» **Consignes de l'exercice**
1 – Résumez en deux phrases l'article consacré à l'entretien de Natacha Polony sur Thinkerview.
2 – Continuez l'article consacré à l'entretien de Natacha Polony sur Thinkerview, à la suite de sa dernière phrase.

» **Texte du document**
....................

Thinkerview nous propose régulièrement des entretiens qui sortent des sentiers battus. Cette fois-ci, ils ont cependant décidé de s’attaquer à un sujet assez peu original, l’analyse du journalisme en France. Pour cela, ils ont profité de la création, par Natacha Polony, d’un nouveau think-tank dédié à ce sujet pour lui poser une batterie de questions.
Natacha Polony, c’est cette journaliste et essayiste française qui s’est spécialisée dans l’éducation et les questions sociétales et qu’on voit régulièrement pratiquer les plateaux télés, les chroniques radios ou de presse traditionnelle et qui a constaté un grand trouble dans la force journalistique française. Pour elle, le journalisme du pays n’est plus ce qu’il était et sombre du côté obscur, où il y aurait une façon de ne pas poser les problèmes et de ne pas poser les questions (qu’on devrait pourtant se poser).
Raison indispensable, donc, pour notre Yoda du journalisme de créer le think-tank Comité Orwell qui justifiera amplement une petite interview de derrière les fagots que Thinkerview vous livre ici même.
Les premières minutes de l’entretien laissent faussement s’installer une petite routine de questions-réponses relativement convenues. Abordant la question du journalisme et de sa perception dans l’opinion publique, Polony admet sans mal l’insatisfaction énorme des Français à l’égard des médias. Les Français ne seraient pas correctement informés, les médias alimentant ainsi une forme de trahison dans laquelle les journalistes sont perçus, selon elle, comme les chiens de garde d’un système.
Pour Polony, ce système serait cette connivence entre médias, politiciens et entreprises dans un grand mélange des genres néfaste à la démocratie et à la bonne communication entre le peuple, ceux qui l’informent et ceux qui le dirigent. Pour elle, les élites n’ont plus d’intérêts convergents avec le peuple dont ils ont la charge, ce qui pousse inévitablement à des mouvements sociétaux violents, dont on pressent les prémices dans les récentes élections dans les pays occidentaux, où les peuples tentent de faire comprendre aux dirigeants que leurs intérêts sont maintenant trop divergents les uns des autres.
Soit.
Roulant sur ce constat, que d’autres ont fait depuis un moment, elle embraye facilement (vers 11:45) sur l’évidente contrainte économique qui pèse lourdement sur les journalistes (telle une laisse au cou d’un chien, apparemment). Pouvant perdre son job à tout moment, le journaliste moderne n’est plus libre d’écrire ce qu’il veut ou ce qu’il pense, usant d’auto-censure ou d’aveuglement pratique. Il y aurait des sujets tabous, une police de la pensée, dans lequel « celui qui déborde passe pour un incompétent ou un conspirationniste » et en tout cas, « ne peut plus être pris au sérieux ».

....................

» **Données fournies**
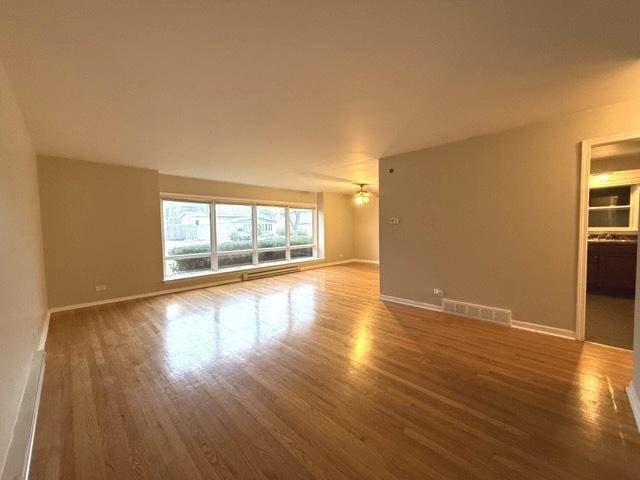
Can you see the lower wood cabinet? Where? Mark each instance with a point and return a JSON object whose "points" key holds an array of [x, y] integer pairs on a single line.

....................

» **Réponses par consigne**
1 – Thinkerview a interrogé Natacha Polony, journaliste et essayiste française, à l'occasion de la création de son think-tank Comité Orwell, consacré à l'analyse du journalisme en France. Selon elle, les Français sont très insatisfaits des médias, dont les journalistes sont perçus comme les chiens de garde d'un système de connivence entre médias, politiciens et entreprises, et le journaliste moderne, soumis à une forte contrainte économique, n'est plus libre d'écrire ce qu'il pense.

2 –
À l’écoute, je n’ai pu m’empêcher de noter que, finalement, à l’aune de cette définition, tout le monde était dépendant économiquement (d’un patron, d’un client, d’un mécène, d’un électeur même) et qu’en conséquence, la parole était bridée partout. Diable. Polony déploierait-elle des trésors d’ingéniosité pour énoncer de telles évidences ? Plus tristement, j’ai aussi noté que la contrainte économique introduite par les subventions massives de l’État à la presse ne semblait pas se ranger dans la même catégorie de laisse que la précédente. On se demanderait presque pourquoi…
Le doute continue de s’immiscer lorsqu’à l’occasion d’aborder le rôle d’internet dans les médias (vers 18:30), elle constate que la presse se fait « uberiser » par internet et le journalisme low cost : dans une course permanente à la vitesse où tout est taillé pour faire de « l’alerte smartphone », le journalisme du temps long serait en train d’être éradiqué. Pour elle, deux causes se dégagent : l’une est économique (oui, encore) — on n’a pas ou plus les moyens de faire du journalisme d’investigation, de réflexion, de recul — et le second serait l’audience, le public (et pire encore, les journalistes eux-mêmes) ne se donnant plus la peine de lire suffisamment.
La suite de l’entretien est un peu du même tonneau, où l’on aborde la déchéance de nationalité, la hiérarchisation des journalistes (depuis les journalistes politiques, en haut, et les autres types de journalistes, en bas), la problématique proximité des journalistes avec leur sujet, et enfin le manque de culture politique ou historique des jeunes générations de journalistes.
Tout ceci n’est guère excitant. Les constats, sans casser trois pattes à un canard, semblent les bons, mais on peine à distinguer une colonne vertébrale à tout ça. C’est au détour d’une question sur Laurent Joffrin (vers 26:30) que, d’un coup, les choses s’éclaircissent.
Interrogée pour savoir si Joffrin n’aurait pas atteint son seuil d’incompétence, Polony, sans doute précautionneuse de ses arrières, prend quelques pincettes pour noter l’absence de résultats fulgurants du directeur de Libération en terme de lectorat ; elle se permet tout de même d’évoquer l’idéologie du patron de presse qui d’un côté défend mordicus un président ayant pourtant renié toutes ses promesses, et qui de l’autre criminalise ceux qui font valoir des opinions politiques différentes des siennes. Dans la foulée, elle explique que Joffrin réagit ainsi car il serait intimement convaincu d’être dans le camp du Bien. On ne le lui fait pas dire…
Mais là, c’est le drame.
Emportée dans son élan, et en l’espace de quelques secondes, Polony sort alors les mêmes âneries que 99% des autres journalistes qu’elle s’est pourtant employée à dézinguer dans tout son discours précédent : pour la brave Natacha, le petit Laurent défend coûte que coûte la sociale-démocratie « qui n’est même plus une sociale-démocratie, mais du libéralisme pur » (27:40).
Patatras.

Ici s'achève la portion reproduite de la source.